TEXT SECTION:
⁂
# Hobgoblin Strong Ale



## SJW (31/8/07)

I had a Hobgoblin last night. WOW. What a great drop. Has anyone cloned this puppy? if so what OG would we be looking at? The hops are a give away, re. the website.......

"Head Brewer, Jeremy Moss, has produced a full chocolate malt flavour beer by the addition of a small proportion of crystal malt and the use of Fuggles hops blended with Styrian Goldings hops. The ruby red coloured Hobgoblin is full-bodied and has a delicious chocolate toffee malt flavour balanced with a rounded moderate bitterness and an overall fruity character."

I think I might give this one a crack.

Steve


----------



## Goat (31/8/07)

Steve,

I have to agree its a great beer - though have had a couple of bottles are a bit dodgey - oxidised or something.

I dropped into the Moon and Sixpence in Perth a week or so ago and as I was waiting for another pint of Tetley's, I noticed that they had Hobgoblin on the 'draught menu' !! On asking, I was very disappointed to find the keg had "just" finished

In terms of recipe, I reckon there is a fair bit dark sugar and oak chip in there too. Good luck with it - let us know how you go with a recipe.
⁂
(Point placement records)
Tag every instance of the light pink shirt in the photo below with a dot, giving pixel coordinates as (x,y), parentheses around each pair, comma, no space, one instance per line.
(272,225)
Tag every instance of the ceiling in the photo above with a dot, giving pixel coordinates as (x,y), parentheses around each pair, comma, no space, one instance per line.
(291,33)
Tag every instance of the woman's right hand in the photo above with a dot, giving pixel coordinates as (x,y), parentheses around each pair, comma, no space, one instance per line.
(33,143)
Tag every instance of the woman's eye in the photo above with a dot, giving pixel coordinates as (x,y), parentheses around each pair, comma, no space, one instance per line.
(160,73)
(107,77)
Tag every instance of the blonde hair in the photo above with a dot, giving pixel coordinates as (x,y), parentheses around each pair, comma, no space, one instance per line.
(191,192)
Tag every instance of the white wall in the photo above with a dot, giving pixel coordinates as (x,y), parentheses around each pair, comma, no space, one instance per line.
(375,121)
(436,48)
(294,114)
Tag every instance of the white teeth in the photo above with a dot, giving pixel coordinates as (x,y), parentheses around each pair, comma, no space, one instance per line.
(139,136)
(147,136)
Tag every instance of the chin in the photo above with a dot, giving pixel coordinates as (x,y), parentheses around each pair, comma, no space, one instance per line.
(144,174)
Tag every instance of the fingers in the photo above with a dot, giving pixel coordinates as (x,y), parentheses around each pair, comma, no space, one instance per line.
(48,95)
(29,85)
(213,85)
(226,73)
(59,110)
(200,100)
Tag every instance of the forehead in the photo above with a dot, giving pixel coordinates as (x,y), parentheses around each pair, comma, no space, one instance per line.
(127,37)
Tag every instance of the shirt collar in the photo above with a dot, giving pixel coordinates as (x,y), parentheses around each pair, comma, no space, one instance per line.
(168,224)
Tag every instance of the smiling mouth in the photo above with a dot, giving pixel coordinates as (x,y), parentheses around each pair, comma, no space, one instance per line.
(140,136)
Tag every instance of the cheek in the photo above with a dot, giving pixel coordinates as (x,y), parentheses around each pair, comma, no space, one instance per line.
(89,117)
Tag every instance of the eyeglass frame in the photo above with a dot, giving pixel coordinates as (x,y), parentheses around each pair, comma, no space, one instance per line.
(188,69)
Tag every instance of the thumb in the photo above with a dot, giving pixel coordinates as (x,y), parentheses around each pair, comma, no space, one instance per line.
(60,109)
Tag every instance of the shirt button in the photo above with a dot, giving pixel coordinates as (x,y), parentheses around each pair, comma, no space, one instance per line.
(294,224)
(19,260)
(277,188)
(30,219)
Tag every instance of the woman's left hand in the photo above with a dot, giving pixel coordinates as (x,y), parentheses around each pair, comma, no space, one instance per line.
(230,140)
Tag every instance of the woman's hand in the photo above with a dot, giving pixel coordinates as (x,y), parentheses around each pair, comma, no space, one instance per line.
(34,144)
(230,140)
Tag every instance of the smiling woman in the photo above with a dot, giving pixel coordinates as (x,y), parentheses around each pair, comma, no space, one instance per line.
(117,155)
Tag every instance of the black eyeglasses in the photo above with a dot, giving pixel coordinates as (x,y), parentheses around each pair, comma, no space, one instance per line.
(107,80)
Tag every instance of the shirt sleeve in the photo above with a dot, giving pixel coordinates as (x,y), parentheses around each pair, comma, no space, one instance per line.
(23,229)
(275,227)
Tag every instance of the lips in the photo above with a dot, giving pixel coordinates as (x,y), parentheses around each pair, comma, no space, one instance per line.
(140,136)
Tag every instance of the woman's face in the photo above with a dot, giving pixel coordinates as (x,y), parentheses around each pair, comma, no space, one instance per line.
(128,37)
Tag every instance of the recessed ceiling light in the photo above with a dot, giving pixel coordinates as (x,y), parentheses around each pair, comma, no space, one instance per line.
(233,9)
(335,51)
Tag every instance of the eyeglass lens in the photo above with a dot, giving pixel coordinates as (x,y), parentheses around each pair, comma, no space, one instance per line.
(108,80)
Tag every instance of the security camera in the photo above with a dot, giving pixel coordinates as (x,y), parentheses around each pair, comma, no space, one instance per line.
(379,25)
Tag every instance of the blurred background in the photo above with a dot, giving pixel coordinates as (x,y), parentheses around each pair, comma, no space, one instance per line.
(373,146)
⁂
THE PROBLEM:
In the Hobgoblin Strong Ale thread, which two hops does the quoted website description say are blended in the beer?

OUTPUT OF THE EXERCISE:
Fuggles and Styrian Goldings.